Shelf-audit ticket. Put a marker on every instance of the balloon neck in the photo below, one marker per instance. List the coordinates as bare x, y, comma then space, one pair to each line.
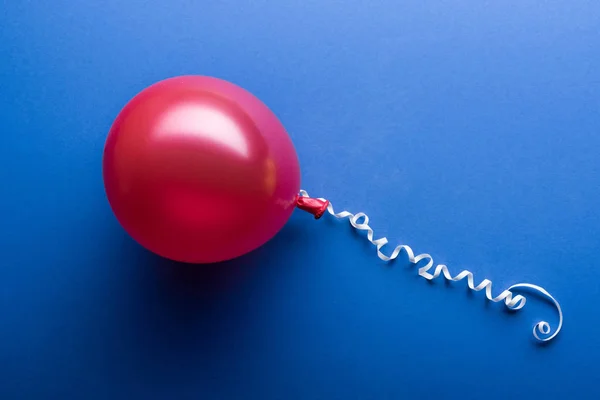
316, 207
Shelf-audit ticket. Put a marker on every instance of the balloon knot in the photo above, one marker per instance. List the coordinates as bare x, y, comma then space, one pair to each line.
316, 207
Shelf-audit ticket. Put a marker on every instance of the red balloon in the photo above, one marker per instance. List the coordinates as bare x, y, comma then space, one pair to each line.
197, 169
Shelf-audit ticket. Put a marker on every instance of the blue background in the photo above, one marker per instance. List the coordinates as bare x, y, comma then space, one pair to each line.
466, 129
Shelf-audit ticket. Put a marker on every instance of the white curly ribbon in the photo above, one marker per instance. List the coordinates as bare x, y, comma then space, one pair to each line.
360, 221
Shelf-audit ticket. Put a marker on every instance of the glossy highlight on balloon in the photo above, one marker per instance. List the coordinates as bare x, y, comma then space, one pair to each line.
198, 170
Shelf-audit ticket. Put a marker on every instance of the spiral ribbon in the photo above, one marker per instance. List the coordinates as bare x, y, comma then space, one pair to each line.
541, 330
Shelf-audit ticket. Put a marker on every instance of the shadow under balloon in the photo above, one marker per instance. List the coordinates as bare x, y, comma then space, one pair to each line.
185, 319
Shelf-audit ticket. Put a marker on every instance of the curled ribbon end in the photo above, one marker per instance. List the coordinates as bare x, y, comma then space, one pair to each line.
...
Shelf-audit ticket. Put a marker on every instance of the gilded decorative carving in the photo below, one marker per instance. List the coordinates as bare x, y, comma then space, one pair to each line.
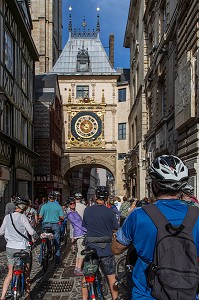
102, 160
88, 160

** PROMPT **
Return verbatim the portion of the lines that opens with the line containing "Shelf-audit ticket. Put a marker on every instance of the red" and closes with the line containing "Shelf-audit ticket. Put a marker on every instance of the curled", including both of those lines.

** FULL SOLUTION **
Shelf-audit ticket. Put a marker on every instance of the red balloon in the photo above, one marker per instance. List the coordinates as bare x, y, comma then space, one pair to each line.
197, 169
Shelf-audit ticket. Put a marker on every instance of the blue background in the photo above, one marker per instance. List the coordinates as bare x, y, comma then space, one pair to each line.
466, 129
Shelf-audit ticket. Put a marker on every instance of the white curly ribbon in the photo above, one marker per instance. List the coordinates as bare x, y, comma then space, one pair to each line.
360, 221
Shelf-audit ticket. Put a marker on every instance of the glossy highlight on balloon in the photo above, one marker per instance. List the coordinates as bare x, y, comma then space, one pair to each line.
198, 170
Shelf-audit ticket. Put a marker on every instance of the spiral ribbon in the photo above, one marker per instance. List the coordinates as bare x, y, comma then space, one pair to each line.
541, 330
Shelf-audit ticket. Put a marker on every instance of the shadow under balloon in the photo above, one marker per instance. List the coordinates as bare x, y, comma then space, one pair to each line.
185, 319
Shelf-audit ticket. Put a marker on every instance of the curled ribbon end in the photo above, one marker per instance. List the coordinates as bare x, y, comma then space, one pair to each line.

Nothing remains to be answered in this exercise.